TASK ITEM: Decide whether each statement agrees with the retirement profile below: 1. She interviewed for jobs in the St. Louis area. 2. The patient with the fractured pelvis was hurt in a car crash. 3. She prayed for wisdom at the end of each workday. For each, answer yes or no and quote the words of the profile that decide it.

#### SELECTED EXTRACT

In all of these years, she only remembers one time that she seriously considered leaving the system, but the CoxHealth culture motivated her to stay.
“I had looked into moving closer to my home, I was single again. I thought it would be nice to be closer to family and I did some extensive interviewing in the St. Louis area and found out those people up there did not have near what I have down here. So, I came back to work and kept my mouth shut and here I am!”
As for what kept her motived at work, she prayed for wisdom every day immediately after pulling into her parking spot. She also tried to keep a smile on her face for the patients, and that smile came in handy during her time in Orthopedics. She shared a story of a man who suffered from a fractured pelvis due to a tractor incident.
She would do rounds every morning to lay eyes on each patient so when she did rounds with physicians later, she would be clued in on who she was talking to. This man came back weeks later and brought Janice and the physician a gift of a handmade rolling pin made of wood and said, "Your smile is what kept me going.”
That patient’s words were a reminder that keeping the patient at the core of everything we do is the key to success in health care. It is a lesson she sees her colleagues living out each day and she takes comfort in knowing that her patients will be in good hands as she heads into retirement.
Janice is looking forward to traveling and being with her kids and grandkids. She says she will always carry with her an appreciation for her CoxHealth family.
“I’m thankful that I had this career to provide for my family. I’ve made lots of friendships and relationships along the way.”

########
#### EXCERPTED DATA

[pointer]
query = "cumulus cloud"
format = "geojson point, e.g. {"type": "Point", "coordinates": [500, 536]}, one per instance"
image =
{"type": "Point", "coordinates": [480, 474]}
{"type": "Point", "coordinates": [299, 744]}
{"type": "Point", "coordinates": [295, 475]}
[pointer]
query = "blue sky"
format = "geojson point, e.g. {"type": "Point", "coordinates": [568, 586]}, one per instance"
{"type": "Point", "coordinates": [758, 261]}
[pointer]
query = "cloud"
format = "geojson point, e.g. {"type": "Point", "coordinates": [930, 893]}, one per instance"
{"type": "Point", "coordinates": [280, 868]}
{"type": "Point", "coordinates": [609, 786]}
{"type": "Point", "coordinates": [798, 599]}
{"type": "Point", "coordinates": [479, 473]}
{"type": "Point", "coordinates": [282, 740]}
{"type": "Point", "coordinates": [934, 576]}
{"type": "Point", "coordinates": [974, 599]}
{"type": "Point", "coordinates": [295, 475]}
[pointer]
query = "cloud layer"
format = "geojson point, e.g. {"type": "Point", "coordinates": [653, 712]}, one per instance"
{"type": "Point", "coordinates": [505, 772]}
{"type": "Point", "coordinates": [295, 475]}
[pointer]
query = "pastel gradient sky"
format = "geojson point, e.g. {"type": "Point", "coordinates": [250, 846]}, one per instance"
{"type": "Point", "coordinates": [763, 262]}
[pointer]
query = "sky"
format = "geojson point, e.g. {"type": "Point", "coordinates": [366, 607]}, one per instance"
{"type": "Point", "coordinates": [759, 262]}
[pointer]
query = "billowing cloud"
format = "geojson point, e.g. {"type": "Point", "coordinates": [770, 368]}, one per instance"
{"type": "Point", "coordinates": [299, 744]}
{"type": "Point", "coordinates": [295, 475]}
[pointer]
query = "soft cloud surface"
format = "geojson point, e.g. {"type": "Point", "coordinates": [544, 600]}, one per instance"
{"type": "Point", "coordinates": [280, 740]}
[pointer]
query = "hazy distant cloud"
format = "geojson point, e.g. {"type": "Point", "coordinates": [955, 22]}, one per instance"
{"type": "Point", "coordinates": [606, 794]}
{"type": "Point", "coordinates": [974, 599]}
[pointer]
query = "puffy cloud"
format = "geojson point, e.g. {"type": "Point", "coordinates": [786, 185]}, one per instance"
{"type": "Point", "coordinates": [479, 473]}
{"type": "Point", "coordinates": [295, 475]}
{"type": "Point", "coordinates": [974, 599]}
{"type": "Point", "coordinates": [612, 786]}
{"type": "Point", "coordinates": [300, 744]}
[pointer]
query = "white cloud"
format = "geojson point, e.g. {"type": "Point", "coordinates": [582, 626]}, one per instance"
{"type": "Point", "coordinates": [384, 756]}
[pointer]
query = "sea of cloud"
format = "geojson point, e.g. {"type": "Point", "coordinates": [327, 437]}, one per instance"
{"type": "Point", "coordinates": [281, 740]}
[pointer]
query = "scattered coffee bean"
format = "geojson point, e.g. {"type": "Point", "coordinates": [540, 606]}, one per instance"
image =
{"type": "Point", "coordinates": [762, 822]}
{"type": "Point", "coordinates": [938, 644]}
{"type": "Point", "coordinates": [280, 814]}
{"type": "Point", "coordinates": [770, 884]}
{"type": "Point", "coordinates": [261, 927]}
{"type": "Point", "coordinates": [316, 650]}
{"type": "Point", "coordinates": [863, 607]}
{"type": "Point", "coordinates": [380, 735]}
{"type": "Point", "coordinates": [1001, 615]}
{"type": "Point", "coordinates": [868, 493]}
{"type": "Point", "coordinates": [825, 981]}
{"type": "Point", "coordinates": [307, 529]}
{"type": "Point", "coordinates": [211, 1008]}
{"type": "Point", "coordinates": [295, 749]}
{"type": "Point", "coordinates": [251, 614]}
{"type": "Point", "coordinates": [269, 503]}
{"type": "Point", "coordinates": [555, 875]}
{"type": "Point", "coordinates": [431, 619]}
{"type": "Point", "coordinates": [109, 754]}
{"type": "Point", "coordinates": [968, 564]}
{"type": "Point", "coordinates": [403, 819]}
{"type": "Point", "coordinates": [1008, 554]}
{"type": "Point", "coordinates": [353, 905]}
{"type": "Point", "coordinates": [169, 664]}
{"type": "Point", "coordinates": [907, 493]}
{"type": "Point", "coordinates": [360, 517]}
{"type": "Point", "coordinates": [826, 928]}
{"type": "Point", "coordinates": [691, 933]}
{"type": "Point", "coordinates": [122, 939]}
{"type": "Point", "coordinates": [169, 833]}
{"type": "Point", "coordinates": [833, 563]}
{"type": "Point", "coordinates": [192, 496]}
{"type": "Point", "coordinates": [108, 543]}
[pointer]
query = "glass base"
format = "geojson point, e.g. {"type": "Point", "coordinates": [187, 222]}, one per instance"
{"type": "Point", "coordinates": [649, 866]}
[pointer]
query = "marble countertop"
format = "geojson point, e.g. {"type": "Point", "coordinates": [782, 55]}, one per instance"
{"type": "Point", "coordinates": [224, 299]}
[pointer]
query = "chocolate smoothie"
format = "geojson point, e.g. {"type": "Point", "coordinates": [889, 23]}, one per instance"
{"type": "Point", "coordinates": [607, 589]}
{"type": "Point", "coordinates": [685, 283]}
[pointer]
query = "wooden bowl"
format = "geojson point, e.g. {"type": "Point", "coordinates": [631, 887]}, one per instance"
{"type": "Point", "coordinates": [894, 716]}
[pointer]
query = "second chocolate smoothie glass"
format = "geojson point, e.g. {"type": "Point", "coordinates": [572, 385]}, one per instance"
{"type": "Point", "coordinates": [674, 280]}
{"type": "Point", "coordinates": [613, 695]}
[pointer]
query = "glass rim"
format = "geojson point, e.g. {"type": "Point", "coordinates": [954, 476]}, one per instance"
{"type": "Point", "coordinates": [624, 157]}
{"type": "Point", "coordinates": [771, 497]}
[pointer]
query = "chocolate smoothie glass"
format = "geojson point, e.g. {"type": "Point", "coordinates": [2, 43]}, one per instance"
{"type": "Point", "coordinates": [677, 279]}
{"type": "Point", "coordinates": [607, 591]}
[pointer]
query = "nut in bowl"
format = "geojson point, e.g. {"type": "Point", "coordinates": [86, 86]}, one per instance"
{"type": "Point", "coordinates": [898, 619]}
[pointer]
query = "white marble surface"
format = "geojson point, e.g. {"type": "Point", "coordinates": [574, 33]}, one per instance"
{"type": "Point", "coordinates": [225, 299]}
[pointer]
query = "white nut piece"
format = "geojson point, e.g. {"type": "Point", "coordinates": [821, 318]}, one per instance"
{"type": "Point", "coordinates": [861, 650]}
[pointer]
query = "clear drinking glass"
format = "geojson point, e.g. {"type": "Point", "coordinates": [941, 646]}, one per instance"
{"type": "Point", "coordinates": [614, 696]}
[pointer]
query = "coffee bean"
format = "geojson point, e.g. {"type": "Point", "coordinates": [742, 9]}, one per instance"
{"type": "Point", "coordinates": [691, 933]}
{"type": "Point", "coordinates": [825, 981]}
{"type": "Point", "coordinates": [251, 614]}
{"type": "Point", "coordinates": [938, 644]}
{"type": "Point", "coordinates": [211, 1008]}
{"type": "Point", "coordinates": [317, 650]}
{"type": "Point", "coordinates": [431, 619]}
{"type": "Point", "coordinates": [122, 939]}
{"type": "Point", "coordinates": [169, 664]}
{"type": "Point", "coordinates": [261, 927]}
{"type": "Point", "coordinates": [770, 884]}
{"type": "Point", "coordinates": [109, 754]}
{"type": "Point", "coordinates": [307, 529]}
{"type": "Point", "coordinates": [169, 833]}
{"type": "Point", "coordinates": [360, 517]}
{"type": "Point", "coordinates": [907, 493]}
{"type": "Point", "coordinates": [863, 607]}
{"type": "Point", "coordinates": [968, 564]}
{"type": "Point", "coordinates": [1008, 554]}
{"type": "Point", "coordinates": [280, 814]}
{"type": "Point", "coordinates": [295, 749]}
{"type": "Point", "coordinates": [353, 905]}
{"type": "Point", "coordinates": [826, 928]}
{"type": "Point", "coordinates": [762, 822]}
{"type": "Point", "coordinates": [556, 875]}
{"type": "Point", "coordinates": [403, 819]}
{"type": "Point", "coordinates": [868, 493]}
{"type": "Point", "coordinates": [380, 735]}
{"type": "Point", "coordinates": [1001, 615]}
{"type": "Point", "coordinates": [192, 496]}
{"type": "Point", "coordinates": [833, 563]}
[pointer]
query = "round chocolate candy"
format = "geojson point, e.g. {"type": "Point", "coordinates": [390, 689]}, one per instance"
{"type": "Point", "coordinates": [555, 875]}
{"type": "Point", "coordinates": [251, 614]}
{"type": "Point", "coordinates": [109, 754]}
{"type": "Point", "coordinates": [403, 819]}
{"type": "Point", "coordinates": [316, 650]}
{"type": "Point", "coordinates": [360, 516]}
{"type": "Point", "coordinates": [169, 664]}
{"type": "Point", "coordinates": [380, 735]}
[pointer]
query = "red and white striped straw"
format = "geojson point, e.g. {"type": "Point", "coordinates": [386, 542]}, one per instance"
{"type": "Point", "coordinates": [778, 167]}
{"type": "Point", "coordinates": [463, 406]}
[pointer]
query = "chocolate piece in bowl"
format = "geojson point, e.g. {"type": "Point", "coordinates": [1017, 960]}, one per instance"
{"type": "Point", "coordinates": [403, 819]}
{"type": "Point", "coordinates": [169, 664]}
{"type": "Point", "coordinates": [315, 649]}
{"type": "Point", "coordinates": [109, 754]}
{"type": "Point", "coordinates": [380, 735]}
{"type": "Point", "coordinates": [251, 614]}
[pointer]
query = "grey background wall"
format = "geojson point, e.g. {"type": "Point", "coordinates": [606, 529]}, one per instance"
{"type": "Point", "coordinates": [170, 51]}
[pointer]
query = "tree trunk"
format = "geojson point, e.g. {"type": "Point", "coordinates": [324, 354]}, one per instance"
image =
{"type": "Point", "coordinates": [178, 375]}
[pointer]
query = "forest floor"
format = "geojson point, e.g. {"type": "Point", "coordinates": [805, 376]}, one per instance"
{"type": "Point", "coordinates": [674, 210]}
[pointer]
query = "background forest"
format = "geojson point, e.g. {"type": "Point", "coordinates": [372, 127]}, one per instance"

########

RESULT OF THE EXERCISE:
1. Yes: "I did some extensive interviewing in the St. Louis area"
2. No: "a fractured pelvis due to a tractor incident"
3. No: "she prayed for wisdom every day immediately after pulling into her parking spot"